**** GIVEN PASSAGE ****

I feel weird reflecting on 2021 publicly, because I got one piece of horrible news that isn’t mine to share and two pieces of great news, one which I’ll share once the contract is signed and the other that’s going to stay private so Mark Zuckerberg can’t make money off it. Either way, my life has changed significantly in the last year, and the evidence all points to my life transforming in ways beyond what I can imagine.
In happier news I can share, I transitioned into teaching guitar lessons as my main hustle this year and started the Horror Hangover podcast with my friend Cass Clarke.
The movies I’m listing below (and the other 200 or so more I watched) got me through this year. I’m excited for the movies that’ll keep me floating next year!
Sator
Frequently, gothic novels would try to pass off fiction as fact. The feat is harder to pull off on film, but first time director Jordan Graham makes it work in Sator. He mixes real footage and audio of his grandmother talking about a man or creature she calls “Sator” that she believes lives in the woods where the rest of the film takes place. Graham blurs the lines between fiction in reality in a way that will really get under your skin.
Godzilla vs. Kong
Adam Wingard built his reputation with two indie hits: You’re Next and The Guest. It’s been a pleasure to watch him take his style to blockbusters, culminating in Godzilla vs. Kong. This movie is a blast because Wingard and his crew take the time to block out the fight. There’s a moment when one of the kaiju pulls off a head fake so it can work in a cheap shot. After decades of guys in rubber suits charging straight ahead, it was nice to see a fight that felt real.
Psycho Goreman
Psycho Goreman mixes a family friendly storyline (an alien found by two children who help him find his way home while learning important emotional lessons along the way) with over-the-top adult gore. Instead of falling apart at the seams, the film is hysterically funny. The gore tempers the sweetness, and the sweetness makes the gore hilarious.
Pig
This list isn’t in any specific order, but if it were, Pig would be near the top. (Full disclosure: the film’s director Michael Sarnoski and my brother are friends). Boasting one of Nicholas Cage’s best performances ever, Pig tells the story of Rob, a man whose truffle pig and sole companion is kidnapped. Rob goes on an existential journey through the Portland culinary scene, having increasingly wholesome moments as he tries to get his pig back.
Jakob’s Wife
Barbra Crampton and Larry Fessenden anchor Jakob’s Wife with strong performances as a Preacher (the titular Jakob) and his wife. While the title sounds reductive, the film is about Crampton’s character, Anne, forming her own identity outside of Jakob as she turns into a vampire. There have rarely been films as tender or insightful about middle-aged romance.
Martyrs Lane
I’m a sucker for a good ghost story, and Martyrs Lane may be a great one. Ruth Platt’s third feature tells the story of Leah (Kiera Thompson), a little girl who is growing up in a house haunted by both ghosts and grief. What works best is a repeated game of two truths and a lie between Leah and the ghost, which is more frightening with each subsequent game.

****

* [WHAT NEEDS TO BE DONE] Name each movie that gets its own heading in the 2021 movie list. The data below has nothing to do with the 2021 movie list.

**** EXTRACTED ENTRIES ****

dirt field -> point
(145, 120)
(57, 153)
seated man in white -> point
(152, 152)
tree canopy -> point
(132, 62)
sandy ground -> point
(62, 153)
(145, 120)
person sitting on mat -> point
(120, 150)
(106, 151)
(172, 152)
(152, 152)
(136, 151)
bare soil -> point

****
**** EXTRACTED ENTRIES ****

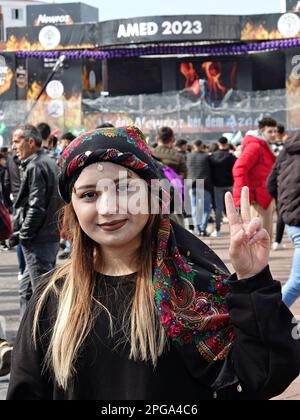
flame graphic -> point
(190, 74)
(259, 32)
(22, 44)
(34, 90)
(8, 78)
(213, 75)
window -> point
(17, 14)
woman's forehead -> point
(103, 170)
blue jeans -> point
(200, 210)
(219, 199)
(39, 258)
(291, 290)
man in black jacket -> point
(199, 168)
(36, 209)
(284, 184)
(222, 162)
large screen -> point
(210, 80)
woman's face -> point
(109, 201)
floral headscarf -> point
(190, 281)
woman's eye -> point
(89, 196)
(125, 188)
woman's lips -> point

****

* [CORRECT ANSWER] Sator, Godzilla vs. Kong, Psycho Goreman, Pig, Jakob's Wife, Martyrs Lane